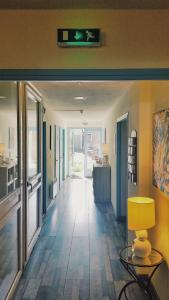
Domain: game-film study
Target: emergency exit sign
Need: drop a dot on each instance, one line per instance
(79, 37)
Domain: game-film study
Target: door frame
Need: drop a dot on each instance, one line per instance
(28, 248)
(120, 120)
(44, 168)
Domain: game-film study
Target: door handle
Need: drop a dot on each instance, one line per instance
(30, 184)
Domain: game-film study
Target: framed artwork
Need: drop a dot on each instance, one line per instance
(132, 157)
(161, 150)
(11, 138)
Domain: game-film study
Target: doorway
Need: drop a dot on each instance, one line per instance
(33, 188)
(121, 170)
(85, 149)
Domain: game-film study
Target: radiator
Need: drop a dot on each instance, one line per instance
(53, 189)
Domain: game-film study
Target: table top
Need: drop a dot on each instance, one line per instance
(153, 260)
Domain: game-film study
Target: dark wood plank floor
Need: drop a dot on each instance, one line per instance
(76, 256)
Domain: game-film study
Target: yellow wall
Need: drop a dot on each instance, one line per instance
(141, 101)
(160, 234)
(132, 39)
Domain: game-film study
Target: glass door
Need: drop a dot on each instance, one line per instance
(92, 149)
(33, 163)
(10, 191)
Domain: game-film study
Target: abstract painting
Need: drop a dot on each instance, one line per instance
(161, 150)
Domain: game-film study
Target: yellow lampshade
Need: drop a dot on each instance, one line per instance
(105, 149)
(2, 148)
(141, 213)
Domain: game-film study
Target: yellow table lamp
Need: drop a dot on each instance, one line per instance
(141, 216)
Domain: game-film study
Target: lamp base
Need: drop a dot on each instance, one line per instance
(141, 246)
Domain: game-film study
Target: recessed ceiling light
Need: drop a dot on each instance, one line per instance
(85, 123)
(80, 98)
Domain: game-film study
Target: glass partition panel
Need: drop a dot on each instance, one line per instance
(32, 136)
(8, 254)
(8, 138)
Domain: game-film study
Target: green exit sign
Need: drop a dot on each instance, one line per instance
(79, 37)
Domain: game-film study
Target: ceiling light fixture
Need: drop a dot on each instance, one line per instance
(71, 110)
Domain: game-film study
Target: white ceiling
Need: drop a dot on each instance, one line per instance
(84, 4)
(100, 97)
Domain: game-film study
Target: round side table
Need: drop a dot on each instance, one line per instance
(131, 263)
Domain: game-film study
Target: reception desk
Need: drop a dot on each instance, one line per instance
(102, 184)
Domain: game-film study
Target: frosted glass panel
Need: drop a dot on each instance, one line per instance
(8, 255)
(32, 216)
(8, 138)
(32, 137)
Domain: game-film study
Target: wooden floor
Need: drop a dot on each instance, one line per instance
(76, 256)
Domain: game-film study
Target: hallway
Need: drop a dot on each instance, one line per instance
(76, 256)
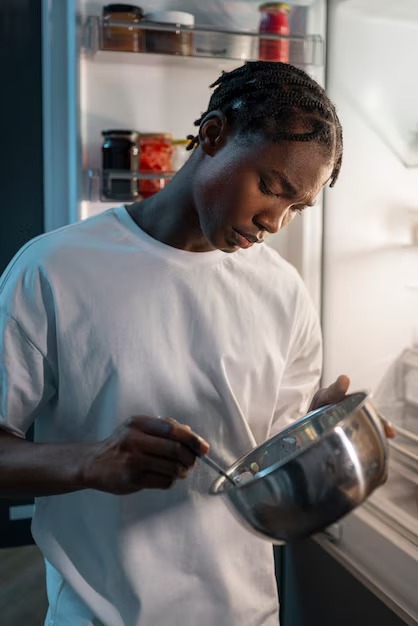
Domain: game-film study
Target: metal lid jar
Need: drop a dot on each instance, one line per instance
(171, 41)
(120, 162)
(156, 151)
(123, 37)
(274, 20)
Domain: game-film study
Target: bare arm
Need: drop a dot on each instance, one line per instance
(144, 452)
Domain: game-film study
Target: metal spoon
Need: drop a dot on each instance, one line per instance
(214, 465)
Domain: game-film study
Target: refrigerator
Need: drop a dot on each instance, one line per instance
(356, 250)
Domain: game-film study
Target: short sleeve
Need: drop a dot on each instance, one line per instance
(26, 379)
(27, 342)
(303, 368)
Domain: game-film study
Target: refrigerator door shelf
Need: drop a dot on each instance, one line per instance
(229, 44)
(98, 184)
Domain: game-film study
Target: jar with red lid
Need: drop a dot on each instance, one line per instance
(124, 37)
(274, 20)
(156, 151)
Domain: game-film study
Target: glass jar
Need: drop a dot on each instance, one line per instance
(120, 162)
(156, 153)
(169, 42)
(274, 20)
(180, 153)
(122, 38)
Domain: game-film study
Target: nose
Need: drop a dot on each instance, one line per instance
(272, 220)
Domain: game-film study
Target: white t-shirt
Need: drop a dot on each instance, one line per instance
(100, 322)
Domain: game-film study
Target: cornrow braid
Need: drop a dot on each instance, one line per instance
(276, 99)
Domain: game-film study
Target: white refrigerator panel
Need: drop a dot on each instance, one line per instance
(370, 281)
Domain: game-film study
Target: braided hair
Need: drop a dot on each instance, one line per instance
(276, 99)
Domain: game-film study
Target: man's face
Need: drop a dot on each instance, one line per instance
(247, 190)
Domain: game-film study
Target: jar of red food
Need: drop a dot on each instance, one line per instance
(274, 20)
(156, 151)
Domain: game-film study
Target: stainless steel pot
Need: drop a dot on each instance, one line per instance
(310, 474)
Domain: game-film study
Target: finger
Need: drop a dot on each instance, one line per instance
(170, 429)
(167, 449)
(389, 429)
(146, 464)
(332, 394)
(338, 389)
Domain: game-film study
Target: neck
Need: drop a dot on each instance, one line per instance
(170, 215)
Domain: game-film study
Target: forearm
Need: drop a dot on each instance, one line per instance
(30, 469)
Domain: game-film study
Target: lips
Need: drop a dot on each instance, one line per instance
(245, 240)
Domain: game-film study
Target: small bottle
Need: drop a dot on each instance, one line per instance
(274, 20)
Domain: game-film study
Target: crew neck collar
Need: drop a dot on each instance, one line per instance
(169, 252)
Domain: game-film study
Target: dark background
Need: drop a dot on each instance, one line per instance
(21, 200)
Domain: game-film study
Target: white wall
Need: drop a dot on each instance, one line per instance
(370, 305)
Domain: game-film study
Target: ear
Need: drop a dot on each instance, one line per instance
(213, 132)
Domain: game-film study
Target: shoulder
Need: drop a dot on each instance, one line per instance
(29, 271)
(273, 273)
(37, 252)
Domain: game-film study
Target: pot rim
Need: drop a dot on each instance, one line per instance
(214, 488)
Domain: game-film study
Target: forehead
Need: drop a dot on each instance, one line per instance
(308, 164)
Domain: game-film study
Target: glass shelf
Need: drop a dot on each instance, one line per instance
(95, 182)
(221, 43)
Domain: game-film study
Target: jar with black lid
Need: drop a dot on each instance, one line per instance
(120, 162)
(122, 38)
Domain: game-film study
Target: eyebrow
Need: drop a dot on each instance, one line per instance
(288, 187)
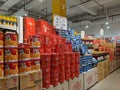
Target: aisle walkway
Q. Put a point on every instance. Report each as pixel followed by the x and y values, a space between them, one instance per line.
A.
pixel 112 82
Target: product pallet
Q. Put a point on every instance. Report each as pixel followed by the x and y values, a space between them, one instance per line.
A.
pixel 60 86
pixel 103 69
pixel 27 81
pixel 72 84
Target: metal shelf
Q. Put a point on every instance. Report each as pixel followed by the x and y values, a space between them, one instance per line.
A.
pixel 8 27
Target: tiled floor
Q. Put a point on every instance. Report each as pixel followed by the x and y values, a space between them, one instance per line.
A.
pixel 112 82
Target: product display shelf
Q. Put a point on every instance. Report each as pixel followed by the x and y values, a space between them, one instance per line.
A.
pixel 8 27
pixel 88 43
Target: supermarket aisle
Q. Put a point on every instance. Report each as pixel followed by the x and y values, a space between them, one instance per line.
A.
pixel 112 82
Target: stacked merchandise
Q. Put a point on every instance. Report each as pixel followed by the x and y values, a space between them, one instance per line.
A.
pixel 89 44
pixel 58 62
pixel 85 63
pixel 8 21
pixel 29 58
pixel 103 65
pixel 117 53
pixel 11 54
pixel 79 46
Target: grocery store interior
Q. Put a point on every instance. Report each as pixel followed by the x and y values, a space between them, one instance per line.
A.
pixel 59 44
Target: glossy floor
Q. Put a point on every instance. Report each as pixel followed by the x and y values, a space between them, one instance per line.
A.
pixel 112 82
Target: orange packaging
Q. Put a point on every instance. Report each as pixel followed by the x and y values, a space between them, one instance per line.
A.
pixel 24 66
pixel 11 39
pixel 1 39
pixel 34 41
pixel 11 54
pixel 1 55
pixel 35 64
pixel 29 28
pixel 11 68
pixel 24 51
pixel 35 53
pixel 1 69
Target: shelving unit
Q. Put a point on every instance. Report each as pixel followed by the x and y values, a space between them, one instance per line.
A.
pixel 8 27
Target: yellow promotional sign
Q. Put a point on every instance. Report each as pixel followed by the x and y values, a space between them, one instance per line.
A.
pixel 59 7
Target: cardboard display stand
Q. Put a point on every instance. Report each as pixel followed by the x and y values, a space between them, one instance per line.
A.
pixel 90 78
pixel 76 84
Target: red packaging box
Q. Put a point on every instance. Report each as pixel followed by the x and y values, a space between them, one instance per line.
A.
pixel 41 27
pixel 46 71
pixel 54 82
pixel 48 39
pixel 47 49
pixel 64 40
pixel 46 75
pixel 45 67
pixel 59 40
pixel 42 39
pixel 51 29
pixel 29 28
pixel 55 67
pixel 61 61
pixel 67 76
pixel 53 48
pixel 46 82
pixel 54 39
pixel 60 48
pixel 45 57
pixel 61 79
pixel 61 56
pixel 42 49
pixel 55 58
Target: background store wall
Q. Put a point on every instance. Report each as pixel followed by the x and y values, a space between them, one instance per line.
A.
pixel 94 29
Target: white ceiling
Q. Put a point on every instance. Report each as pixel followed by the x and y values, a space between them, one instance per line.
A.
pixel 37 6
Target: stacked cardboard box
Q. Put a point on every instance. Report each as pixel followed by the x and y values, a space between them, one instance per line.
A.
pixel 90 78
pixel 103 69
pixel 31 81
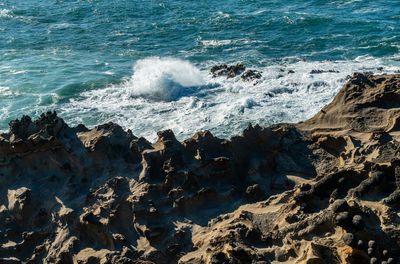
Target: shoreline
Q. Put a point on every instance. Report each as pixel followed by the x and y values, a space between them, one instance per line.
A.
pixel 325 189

+ + +

In the listing above, find the line with "Target: neck" and the line with "Target: pot rim"; set down exactly those two lines and every line between them, nothing more.

Target: neck
Need: drop a dot on each instance, one line per instance
(170, 215)
Domain: game-film study
Target: forearm
Need: drop a dot on each instance, one line per instance
(30, 469)
Domain: game-film study
Target: lips
Need: drop a dot on each instance, one line per instance
(245, 240)
Domain: game-film study
Target: small bottle
Need: drop a dot on each instance, one line per instance
(274, 20)
Domain: game-film study
Target: crew neck collar
Need: drop a dot on each instance, one line per instance
(169, 252)
Domain: game-film study
Target: dark background
Need: drop a dot on each instance, one line per instance
(21, 200)
Domain: game-film study
Target: white wall
Need: drop a dot on each instance, one line per instance
(370, 305)
Domain: game-film study
Target: ear
Need: drop a dot on each instance, one line per instance
(213, 132)
Domain: game-film study
Target: shoulder
Need: drop a dot on each instance, one line per instance
(29, 271)
(273, 273)
(37, 252)
Domain: game-film study
Target: pot rim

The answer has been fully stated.